▶ **To be done**:
Repeat each of the records below verbatim, leaving out the pictures.

▶ **Supplied records**:
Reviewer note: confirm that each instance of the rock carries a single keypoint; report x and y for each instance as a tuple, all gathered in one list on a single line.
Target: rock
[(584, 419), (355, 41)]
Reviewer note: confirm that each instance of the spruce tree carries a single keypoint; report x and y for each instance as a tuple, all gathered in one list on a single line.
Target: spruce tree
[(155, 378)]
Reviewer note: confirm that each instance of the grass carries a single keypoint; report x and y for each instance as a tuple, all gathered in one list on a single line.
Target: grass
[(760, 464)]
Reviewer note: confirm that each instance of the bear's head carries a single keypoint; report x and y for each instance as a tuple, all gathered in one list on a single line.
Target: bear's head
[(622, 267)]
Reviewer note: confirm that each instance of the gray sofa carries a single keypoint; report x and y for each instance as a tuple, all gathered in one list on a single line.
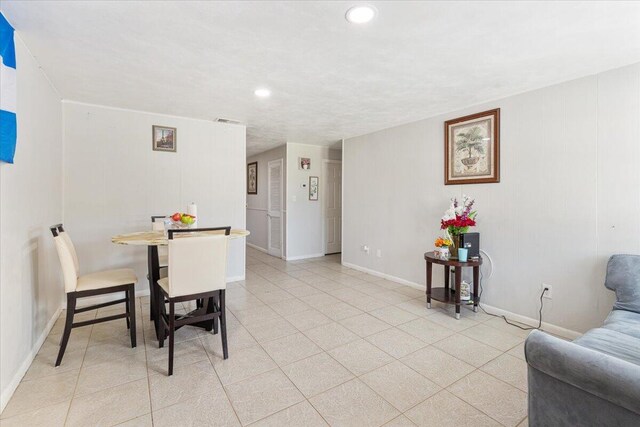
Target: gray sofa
[(594, 380)]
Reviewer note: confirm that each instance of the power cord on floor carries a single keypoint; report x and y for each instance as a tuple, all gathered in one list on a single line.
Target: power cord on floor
[(524, 328)]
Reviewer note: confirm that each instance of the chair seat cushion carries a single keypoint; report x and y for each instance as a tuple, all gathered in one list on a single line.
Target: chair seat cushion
[(625, 322), (613, 343), (106, 279), (164, 284)]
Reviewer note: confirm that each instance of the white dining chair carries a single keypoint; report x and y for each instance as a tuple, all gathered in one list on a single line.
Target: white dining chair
[(197, 271), (88, 285), (157, 224)]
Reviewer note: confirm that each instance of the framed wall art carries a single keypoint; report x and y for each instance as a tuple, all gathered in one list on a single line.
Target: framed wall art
[(305, 163), (164, 138), (252, 178), (472, 149), (313, 188)]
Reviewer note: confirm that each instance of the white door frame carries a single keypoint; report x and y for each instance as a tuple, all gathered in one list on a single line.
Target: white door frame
[(269, 218), (323, 204)]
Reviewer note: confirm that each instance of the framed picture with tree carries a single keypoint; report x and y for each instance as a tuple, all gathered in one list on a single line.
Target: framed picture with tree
[(472, 149)]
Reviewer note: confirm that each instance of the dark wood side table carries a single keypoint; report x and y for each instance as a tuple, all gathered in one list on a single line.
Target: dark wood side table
[(445, 294)]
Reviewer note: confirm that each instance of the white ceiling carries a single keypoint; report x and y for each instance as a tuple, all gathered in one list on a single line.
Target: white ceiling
[(330, 79)]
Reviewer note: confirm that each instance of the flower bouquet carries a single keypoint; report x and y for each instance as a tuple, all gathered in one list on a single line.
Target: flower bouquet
[(457, 220)]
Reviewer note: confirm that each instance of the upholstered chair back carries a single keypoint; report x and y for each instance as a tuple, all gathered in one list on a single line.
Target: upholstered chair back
[(623, 277), (72, 250), (197, 264), (68, 262)]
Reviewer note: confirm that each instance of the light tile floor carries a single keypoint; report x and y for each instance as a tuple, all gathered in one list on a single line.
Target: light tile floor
[(311, 343)]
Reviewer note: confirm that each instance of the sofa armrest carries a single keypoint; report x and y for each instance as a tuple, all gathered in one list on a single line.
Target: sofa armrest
[(607, 377)]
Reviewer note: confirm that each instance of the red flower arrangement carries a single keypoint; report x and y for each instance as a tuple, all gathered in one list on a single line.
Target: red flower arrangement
[(459, 217)]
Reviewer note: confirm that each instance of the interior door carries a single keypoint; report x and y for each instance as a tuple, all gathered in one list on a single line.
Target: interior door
[(333, 206), (274, 209)]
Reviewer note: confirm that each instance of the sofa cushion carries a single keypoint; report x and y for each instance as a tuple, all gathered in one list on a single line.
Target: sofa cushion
[(613, 343), (623, 277), (625, 322)]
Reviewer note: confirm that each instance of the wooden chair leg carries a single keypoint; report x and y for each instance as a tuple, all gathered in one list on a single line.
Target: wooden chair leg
[(171, 335), (223, 325), (131, 311), (126, 305), (71, 308), (214, 307), (160, 330)]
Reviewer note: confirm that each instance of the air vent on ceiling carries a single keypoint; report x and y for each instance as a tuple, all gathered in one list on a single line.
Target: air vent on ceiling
[(228, 121)]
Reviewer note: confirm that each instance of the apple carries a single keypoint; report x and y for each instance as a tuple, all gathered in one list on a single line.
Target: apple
[(187, 219)]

▶ **Exercise answer**:
Reviewer note: confirm that each instance of the rock carries a single keypoint; report x and y for each instance as a tuple, all gathered in one list on a single line.
Target: rock
[(584, 419), (355, 41)]
Reviewer note: confirm that each instance of the spruce tree carries a single keypoint; report x and y for each instance as a tuple, all gathered in one list on a single line.
Target: spruce tree
[(155, 378)]
Reviewer note: confirm that each instance of the grass carries a single keypoint; report x and y for each instance as a tuple, all gathered in one list on a single line.
Target: grass
[(760, 464)]
Reviewer note: confirm that each instance of the bear's head carries a single keypoint; report x and y for each instance as a tuple, all gathered in one list on a single line.
Target: bear's head
[(622, 267)]
Reviewer note: confirm that each instance of the gray sofa carries a single keypoint; report x and y for each instance as a tuple, all gathered in one list on a single line.
Target: gray sofa
[(594, 380)]
Reviewer note: confirm that each instance of the power cord on floor carries a single keypoint; report x and y for each instance as a tuple, all gathered in one list on a single line.
Target: power cord on floor
[(524, 328)]
Reviewer note: confirm that each instance of the chair seat cushion carries a single keypoint; report x and y for each instance as a tuple, all gathered in one list on a single line.
Target: chair seat cushion
[(625, 322), (613, 343), (106, 279), (164, 284)]
Reviewer note: confirm that each instance of the white dining chair carries a single keypoint; report x and y for each instance as a tuple, all gathered in one list on a single line.
Target: white dining chair
[(197, 271), (88, 285), (157, 224)]
Reviewer note: confirm that each instance of the framed wall art carries a single keypoint; report x and y for each instance as a tuple, all gathered in one list on a single line.
Target: framed wall art
[(305, 163), (164, 138), (252, 178), (472, 149), (313, 188)]
Reviewer note: confirm that each instance of the white door frame carries a single keypoint; report x and y for each instance as a tuple, all gathered in one list on a single line.
Target: white door frame
[(269, 218), (323, 204)]
Reviewer note: confirm that each instance of the framed picture with tree carries a single keypoint; report x and y for each instance as a tuple, all gathered in one list on a single line.
Target: framed picture with tree
[(472, 149)]
Reviewer note: confirm that each instance of the dark wood side table carries a single keypoint; report x and y for each instance as a tuple, all gathered in one list on a single line.
Target: dark wood side table
[(445, 294)]
Reviewer note: confirm that each instance of the white ceiling carries a single keypoint; report x and y for each instance as a tuple, all gathered in one list on a single line.
Target: white ceiling
[(330, 79)]
Reviewer note: confirm that each instance of the flower bouquet carries a single keypoint; report x and y for each instance as a tuple, all gathered in one list on a single line.
Target: flower bouquet
[(457, 220)]
Reviewer note: confirm that each instance of the upholstered chair back carries a single keypoint; report x and y for each instance as a tuple, all gathered in one list on a single line.
Target: upholstered chair back
[(623, 277), (72, 250), (197, 264), (68, 262)]
Reviewer note: confirm that each instance of the light tile floor carries a single keypoint; report x and y for each instance as a tuple, all gathered in one list on a single line.
Target: light tile floor
[(311, 343)]
Reviewer note: confirm that each instance of the sofa armrest carries a single keypoint; report x and y for each instance as a tuple, all gathered in one list on a single line.
Target: sofa armrest
[(607, 377)]
Reviewer note: confirm that each instance of the red flower arrangement carries a single keypoint; report x and y for each instance as a tuple, all gathered in one list on a single line.
Target: red flower arrangement
[(459, 217)]
Reviewer note: confirm that each instance of the interior door carries a single keypoint; report x and y for each instance as a tuple, all gathered in one list on a single line.
Target: interior door
[(333, 206), (274, 209)]
Reviewer note: confirm that each instance of the sofa cushion carries a single keypoint; report x and y for each instance as a tuple, all gathered in one list on a single line.
Target: sofa cushion
[(613, 343), (623, 277), (625, 322)]
Reviewer note: confirm that each instance of the wooden chair leg carries a single keypoint; report x and y for each instance as a tuple, all gathered in one list on a single line.
Target: wooden chair leg
[(171, 335), (223, 325), (131, 311), (126, 305), (71, 308), (214, 307), (160, 330)]
Reviewer note: confirm that each instance of the air vent on ceiling carries a single keypoint; report x and y for each instance as a tuple, all gathered in one list on a single line.
Target: air vent on ceiling
[(228, 121)]
Reviewer note: confirm that each instance of the apple carries a single keypoint; report x and y for each instance as a tuple, all gathered in one list on a single line.
Target: apple
[(187, 219)]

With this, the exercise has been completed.